E vocês da terceira fila, farão a terceira voz.
Às vezes, alguém parava de cantar, para se deleitar, com o cruzar combinado das vozes. Ele ao perceber, estalava os dedos naquela direção, de baixo pra cima, como se portasse na mão uma castanhola, a nos intimar a voltar a cantar.
Estávamos a jogar Futebol de Salão, hoje FUTSAL, na quadra do Ginásio. Frei José era o árbitro. Eis que José Carlos Marinho entrou duro no adversário, derrubando-o. Frei José interpretou ter sido “Falta Violenta”, o que hoje chamamos de “uso desproporcional de força” e o expulsou do jogo. Em verdade, a jogada fora viril, desleal não! Desta vez o árbitro se olvidara. O atleta, aluno do Colégio Pinheirense: disciplinado, respeitador e elegante, saiu da quadra. Arrumou seus livros e cadernos e foi saindo. O jogo foi reiniciado e coincidentemente a bola chutada, foi em sua direção.
Pegou-a, colocou-a debaixo do braço e continuou a sair em silêncio e cabisbaixo. Ao perceber, Frei José gritou-lhe: “Ei lá Moço! Eu expulsei foi você, não foi a bola!” E o restante dos atletas murmurou em uníssono:
- A bola é dele!
Na semana seguinte estávamos a jogar com uma bola novíssima. Esta do Colégio Pinheirense, comprada por Frei José.
..............................
- _As tarefas_:
1. Diga se cada afirmação concorda com o trecho sobre Frei José, respondendo sim ou não e citando as palavras decisivas do trecho: (a) Frei José era o árbitro do jogo de Futebol de Salão. (b) José Carlos Marinho saiu da quadra levando a bola. (c) A bola novíssima foi comprada pelos atletas.
2. Segundo o trecho sobre Frei José, como se chama hoje o Futebol de Salão?
3. Por favor, prossiga com o trecho sobre Frei José a partir do ponto em que ele termina.

- _Entradas de rotulagem de segmentação_:
..............................
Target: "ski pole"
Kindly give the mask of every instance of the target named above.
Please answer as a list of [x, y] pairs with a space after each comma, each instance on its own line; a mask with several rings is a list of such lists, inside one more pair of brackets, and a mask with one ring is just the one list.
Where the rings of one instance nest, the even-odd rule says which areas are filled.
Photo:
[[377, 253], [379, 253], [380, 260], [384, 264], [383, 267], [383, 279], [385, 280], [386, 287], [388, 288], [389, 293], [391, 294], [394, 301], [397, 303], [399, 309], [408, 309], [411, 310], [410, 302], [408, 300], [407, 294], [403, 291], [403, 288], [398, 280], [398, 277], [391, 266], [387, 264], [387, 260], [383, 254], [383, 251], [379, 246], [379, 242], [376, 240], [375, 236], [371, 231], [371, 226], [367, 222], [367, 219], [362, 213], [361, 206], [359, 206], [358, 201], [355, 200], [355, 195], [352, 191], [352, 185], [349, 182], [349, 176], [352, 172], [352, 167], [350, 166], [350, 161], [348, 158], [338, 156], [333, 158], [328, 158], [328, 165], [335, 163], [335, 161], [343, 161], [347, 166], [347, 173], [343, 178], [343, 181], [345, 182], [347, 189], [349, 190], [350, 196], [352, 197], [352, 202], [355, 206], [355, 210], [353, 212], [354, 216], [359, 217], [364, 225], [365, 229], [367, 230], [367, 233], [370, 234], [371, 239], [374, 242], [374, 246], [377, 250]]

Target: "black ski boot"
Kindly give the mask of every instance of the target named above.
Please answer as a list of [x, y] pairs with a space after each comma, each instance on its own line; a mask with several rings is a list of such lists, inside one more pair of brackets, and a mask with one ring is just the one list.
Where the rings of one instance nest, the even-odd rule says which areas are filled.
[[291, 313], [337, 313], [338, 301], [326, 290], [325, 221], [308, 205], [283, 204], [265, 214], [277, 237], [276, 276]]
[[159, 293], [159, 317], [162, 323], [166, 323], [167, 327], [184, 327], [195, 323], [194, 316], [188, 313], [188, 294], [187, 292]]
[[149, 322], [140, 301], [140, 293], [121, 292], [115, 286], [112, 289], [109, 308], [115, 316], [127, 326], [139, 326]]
..............................
- _As respostas_:
1.
(a) Sim: "Frei José era o árbitro."
(b) Sim: "Pegou-a, colocou-a debaixo do braço e continuou a sair em silêncio e cabisbaixo."
(c) Não: "comprada por Frei José."

2. FUTSAL.

3.
Certa vez fizemos uma prova de desenho. Saí-me bem nas perguntas sobre a vida de Beethoven, Sebastian Back, Mozart, Vivaldy e Strauss. A 2ª parte da prova era pra desenhar o cesto de papel, da sala de aula, que por ele fora colocado sobre a carteira do professor. Nós o desenharíamos, do ponto de vista da perspectiva em que ele se encontrava, em relação a cada um de nós, na sala de aula. O cesto era todo de madeira, feito de partes que se encaixavam. Não havia nele um só prego. As pernas, do chão até o fundo, mediam 5 centímetros. E se projetavam para o alto, formando as colunas do cesto. Creio que do fundo até as bordas ele media 40 cm. Medidas que tiramos depois da prova, porque durante, tiramo-las no olho e no lápis. Na aula seguinte, Frei José trouxera-nos a prova para comentá-la. Eu tirei 9,0 mas, esperava um 10,0. Perguntei-lhe
Frei José por que o senhor não me deu 10,0? Nesta eu mereço com certeza! Ele pegou a prova da minha mão. Seu dedo indicador percorreu toda a prova e por último subiu-o até o cabeçalho. Fixou-o lá e me disse: “Ei lá Moço! Você não sabe nem escrever o nome da disciplina e já quer tirar 10,0? Eu havia escrito no cabeçalho, Prova de Desenho. Desenho com “z”. Dei uma de “O Cavalo Voador”, ou “Cavalo Móbil Oil”.
Aquele da lata branca de óleo para motor de caminhão, vendidas por seu João Moreira!
Hoje diríamos: “Paguei um Mico”!
Pedro Felipe (Trepado), Reizinho, Melo, Trator, Zé Branco (Alberto Mota),
Frutuoso de seu Zoró e Pecos (Zé Humberto) irmão de Godelho (José Maria) e de Maria Lúcia de Dona Violeta Sessenta e seu Juca Câmara, conversavam numa roda quando
Frei José e eu fomos chegando. Houve uma gargalhada retumbante vinda do grupo maior. Nada a ver conosco, mesmo assim, Frei José lhes perguntou:
- “Ei lá Moço! Que se passa?”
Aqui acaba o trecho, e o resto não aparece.